___ Data section ___
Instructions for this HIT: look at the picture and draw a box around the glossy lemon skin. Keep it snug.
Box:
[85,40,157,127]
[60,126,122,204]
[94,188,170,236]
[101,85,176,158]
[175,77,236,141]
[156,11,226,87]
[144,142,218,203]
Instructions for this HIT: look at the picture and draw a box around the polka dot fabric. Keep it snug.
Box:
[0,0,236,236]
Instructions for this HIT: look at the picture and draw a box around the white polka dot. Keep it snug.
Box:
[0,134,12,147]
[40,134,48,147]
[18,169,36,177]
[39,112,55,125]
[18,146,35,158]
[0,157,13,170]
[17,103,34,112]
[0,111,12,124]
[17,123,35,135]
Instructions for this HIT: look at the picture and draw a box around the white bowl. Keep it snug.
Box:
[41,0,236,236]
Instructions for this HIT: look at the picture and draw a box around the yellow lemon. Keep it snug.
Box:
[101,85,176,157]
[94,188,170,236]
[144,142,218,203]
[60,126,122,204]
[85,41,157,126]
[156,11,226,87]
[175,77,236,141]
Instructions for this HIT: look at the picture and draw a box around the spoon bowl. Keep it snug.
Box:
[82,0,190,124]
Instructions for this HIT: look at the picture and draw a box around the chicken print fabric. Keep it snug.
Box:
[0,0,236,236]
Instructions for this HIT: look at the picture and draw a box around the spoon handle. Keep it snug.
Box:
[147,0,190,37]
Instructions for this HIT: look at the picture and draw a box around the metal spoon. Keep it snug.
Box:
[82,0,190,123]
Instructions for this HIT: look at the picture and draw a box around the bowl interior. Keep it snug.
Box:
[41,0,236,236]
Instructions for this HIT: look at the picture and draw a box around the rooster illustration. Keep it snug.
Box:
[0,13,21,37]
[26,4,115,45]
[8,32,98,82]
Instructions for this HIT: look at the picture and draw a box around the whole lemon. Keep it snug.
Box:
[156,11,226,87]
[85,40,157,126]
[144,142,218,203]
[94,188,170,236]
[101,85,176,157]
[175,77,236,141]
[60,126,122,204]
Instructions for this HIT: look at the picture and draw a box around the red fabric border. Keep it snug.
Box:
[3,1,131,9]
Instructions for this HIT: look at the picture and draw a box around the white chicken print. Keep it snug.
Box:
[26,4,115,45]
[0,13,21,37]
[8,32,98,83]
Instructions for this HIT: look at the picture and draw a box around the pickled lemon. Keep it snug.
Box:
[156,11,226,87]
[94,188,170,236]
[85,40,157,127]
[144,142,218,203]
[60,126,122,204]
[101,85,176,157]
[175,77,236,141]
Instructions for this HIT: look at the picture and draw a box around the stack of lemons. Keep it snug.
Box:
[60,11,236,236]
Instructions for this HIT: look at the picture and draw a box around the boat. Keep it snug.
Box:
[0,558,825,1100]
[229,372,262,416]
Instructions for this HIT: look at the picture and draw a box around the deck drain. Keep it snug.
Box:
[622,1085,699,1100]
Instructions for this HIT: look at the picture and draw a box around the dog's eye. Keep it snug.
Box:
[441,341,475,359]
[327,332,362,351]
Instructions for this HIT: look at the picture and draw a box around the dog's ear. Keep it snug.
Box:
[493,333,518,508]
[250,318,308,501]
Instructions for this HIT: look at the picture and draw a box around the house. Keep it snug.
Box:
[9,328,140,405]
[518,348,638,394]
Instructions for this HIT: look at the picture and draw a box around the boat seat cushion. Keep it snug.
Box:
___
# [Problem statement]
Copy only the lines from the one containing "yellow lemon. Keep it snug." up to and including the one containing "[82,0,190,123]", requests included. Multiply each box coordinate in the answers by 2.55 and round to whole numbers, with halves rounding up.

# [The answer]
Instructions for this HIT: look at the picture and draw a box around the yellow lemon. Keep it snug.
Box:
[258,217,449,400]
[240,479,434,602]
[367,362,556,518]
[153,321,311,520]
[217,105,400,321]
[398,28,576,222]
[446,196,602,360]
Instructions for this HIT: look at the picture and draw a box around the spoon bowl. Keep it snug.
Box:
[209,0,485,316]
Instructions for this HIT: look at the picture and draw a box around the chicken print fabric. Keep it snug.
Box:
[0,0,602,602]
Instructions for this HIT: look at the picture and draw a box around the spoon handle. Keep it snug.
Box:
[375,0,485,94]
Instructions for this HIT: look at the picture and draw a box around the metal spoon. Keep it snug.
Box:
[209,0,485,314]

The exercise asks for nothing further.